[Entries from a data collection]
_ _ _ _ _ _ _
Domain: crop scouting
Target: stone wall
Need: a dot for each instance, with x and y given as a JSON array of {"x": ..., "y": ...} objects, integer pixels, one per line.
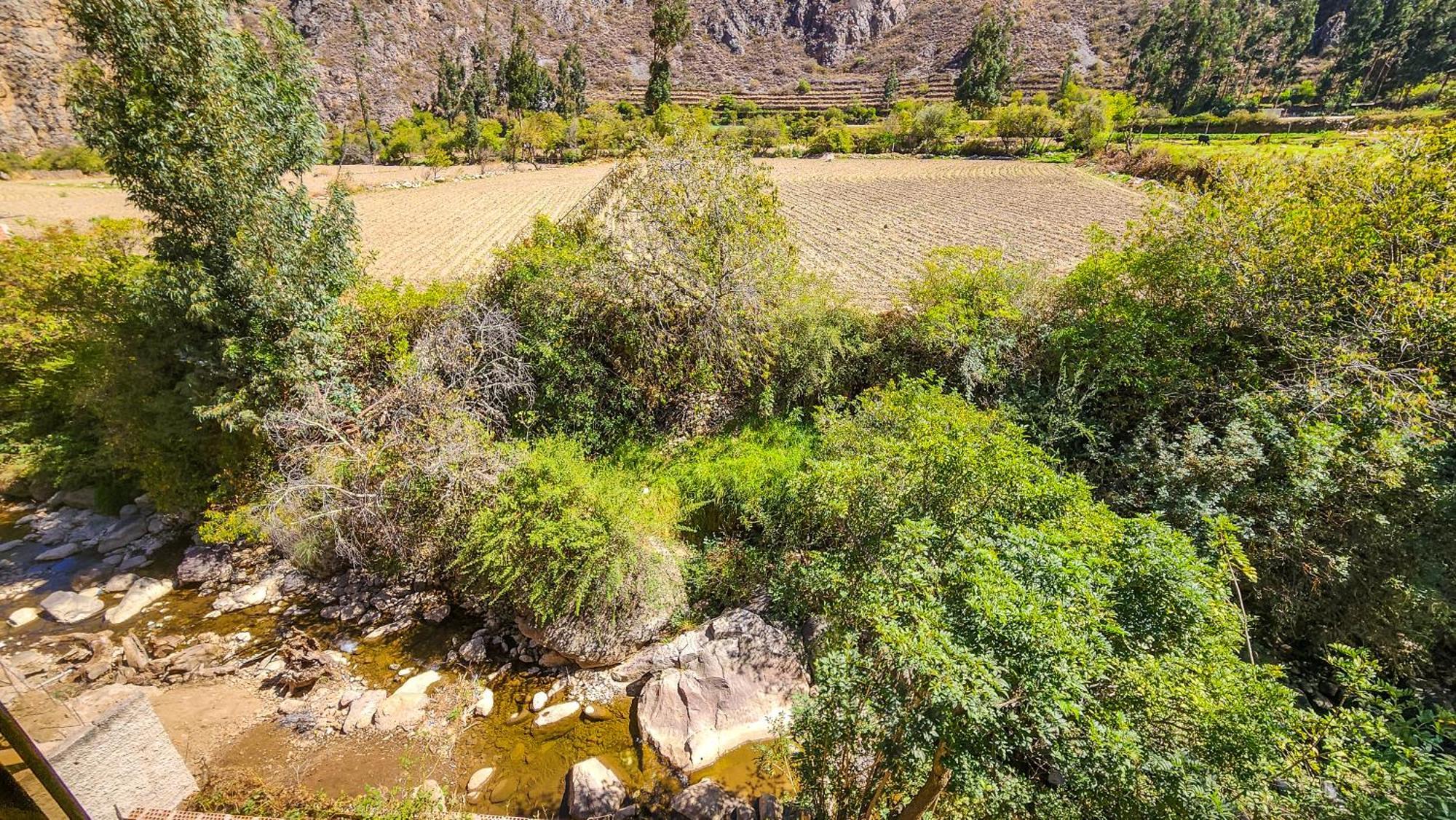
[{"x": 124, "y": 761}]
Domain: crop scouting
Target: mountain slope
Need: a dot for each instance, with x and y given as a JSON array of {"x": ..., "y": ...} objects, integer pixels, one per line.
[{"x": 737, "y": 45}]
_ _ _ _ _ _ _
* _TASK INSTRUCTIONS_
Could you copy every entry above word for word, leaving out the pictures?

* _TASK RESPONSE_
Domain: crop scouting
Target: stone wall
Need: a dot for each instance, with x and y given as a JSON array of {"x": ..., "y": ...} objects, integer pixels, one per line.
[{"x": 124, "y": 761}]
Domain: crop scouting
Target: mountain slope
Need: a dot for each instance, with x and y given as a JSON array of {"x": ..., "y": ...} objects, integer pixels, one per line.
[{"x": 737, "y": 45}]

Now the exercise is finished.